THINGS TO DO
1. From the passage on the Election Commission of India, copy the part that runs from "Powers and Functions" to "these particular elections." word for word.
2. Using the passage on the Election Commission of India, mark each statement yes or no, and quote the words that decide it. (a) The Constituent Committee on Fundamental Rights first wanted independence of elections included in Part III of the Constitution. (b) The members of the Constituent Assembly disagreed about the need for free and fair elections. (c) The plan to make independence of elections a Fundamental Right was kept.
3. According to the passage on the Election Commission of India, who said in a speech that the independent election body should be freed from interference by the Executive of the day?

SOURCE TEXT
__________________________________________________

Powers and Functions of Election Commission of India
In a democratic form of government, which is consequently dependent upon the independence of the Election Commission, the bedrock thereof depends upon the conduct of free & fair elections, for which the Election-Commission has been established in order to protect the democratic setup.
While drafting the Constitution, there was a unanimous agreement amongst all the members of the Constituent Assembly that there was an urgent need of holding free & fair elections, and more importantly, there is a need for an independent body, free from Executive control and influence, which would then hold these particular elections.
Dr. B.R. Ambedkar, in one of his speeches, said
“The Indian trust of purity and freedom of elections to Legislative bodies, it is of utmost importance that the independent election conducting body be freed from any kind of interference from the Executive of the day.”
Initially, the Constituent Committee on Fundamental Rights engaged in the framing of the Constitution wanted to include “Independence of Elections and Avoidance of interference by the Executive“ as a Fundamental Right in Part III of the Constitution. But, subsequently, this idea was dropped, following which Dr. Ambedkar said –
“When the matter came before the house, it was the wish of the house that while there was no objection to regard this matter as of Fundamental Importance, it should be provided for in some other Part of the Constitution and not in the chapter dealing with Fundamental Rights.”

__________________________________________________

PROVIDED RECORDS
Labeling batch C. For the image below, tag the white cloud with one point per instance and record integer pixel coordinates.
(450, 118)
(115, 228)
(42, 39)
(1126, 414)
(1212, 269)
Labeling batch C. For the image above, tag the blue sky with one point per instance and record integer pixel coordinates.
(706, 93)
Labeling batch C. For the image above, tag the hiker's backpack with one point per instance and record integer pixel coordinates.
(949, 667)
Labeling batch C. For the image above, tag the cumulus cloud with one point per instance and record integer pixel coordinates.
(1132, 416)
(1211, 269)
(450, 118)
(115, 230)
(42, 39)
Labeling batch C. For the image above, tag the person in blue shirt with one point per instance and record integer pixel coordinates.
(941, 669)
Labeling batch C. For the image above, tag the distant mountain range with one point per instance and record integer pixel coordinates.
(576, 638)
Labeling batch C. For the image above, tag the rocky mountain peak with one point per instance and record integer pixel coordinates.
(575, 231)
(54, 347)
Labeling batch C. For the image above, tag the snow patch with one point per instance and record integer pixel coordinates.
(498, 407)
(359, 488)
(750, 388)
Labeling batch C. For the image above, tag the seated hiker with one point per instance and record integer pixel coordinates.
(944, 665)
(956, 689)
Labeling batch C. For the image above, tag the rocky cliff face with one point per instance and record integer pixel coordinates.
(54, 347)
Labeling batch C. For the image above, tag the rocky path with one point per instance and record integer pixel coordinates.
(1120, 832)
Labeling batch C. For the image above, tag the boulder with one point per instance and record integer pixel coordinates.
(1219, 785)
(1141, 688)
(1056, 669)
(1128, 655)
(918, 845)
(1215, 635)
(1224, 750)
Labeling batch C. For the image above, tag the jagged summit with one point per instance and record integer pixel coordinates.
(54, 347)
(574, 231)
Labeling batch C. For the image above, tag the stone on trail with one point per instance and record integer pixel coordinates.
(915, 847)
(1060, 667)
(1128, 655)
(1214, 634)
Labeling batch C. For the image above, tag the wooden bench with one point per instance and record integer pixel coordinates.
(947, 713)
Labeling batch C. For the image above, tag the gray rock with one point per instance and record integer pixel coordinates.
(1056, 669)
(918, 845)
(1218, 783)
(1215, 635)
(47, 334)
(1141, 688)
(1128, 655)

__________________________________________________

TASK-BY-TASK ANSWERS
1.
Powers and Functions of Election Commission of India
In a democratic form of government, which is consequently dependent upon the independence of the Election Commission, the bedrock thereof depends upon the conduct of free & fair elections, for which the Election-Commission has been established in order to protect the democratic setup.
While drafting the Constitution, there was a unanimous agreement amongst all the members of the Constituent Assembly that there was an urgent need of holding free & fair elections, and more importantly, there is a need for an independent body, free from Executive control and influence, which would then hold these particular elections.

2.
(a) Yes: "as a Fundamental Right in Part III of the Constitution"
(b) No: "there was a unanimous agreement amongst all the members of the Constituent Assembly"
(c) No: "this idea was dropped"

3. Dr. B.R. Ambedkar.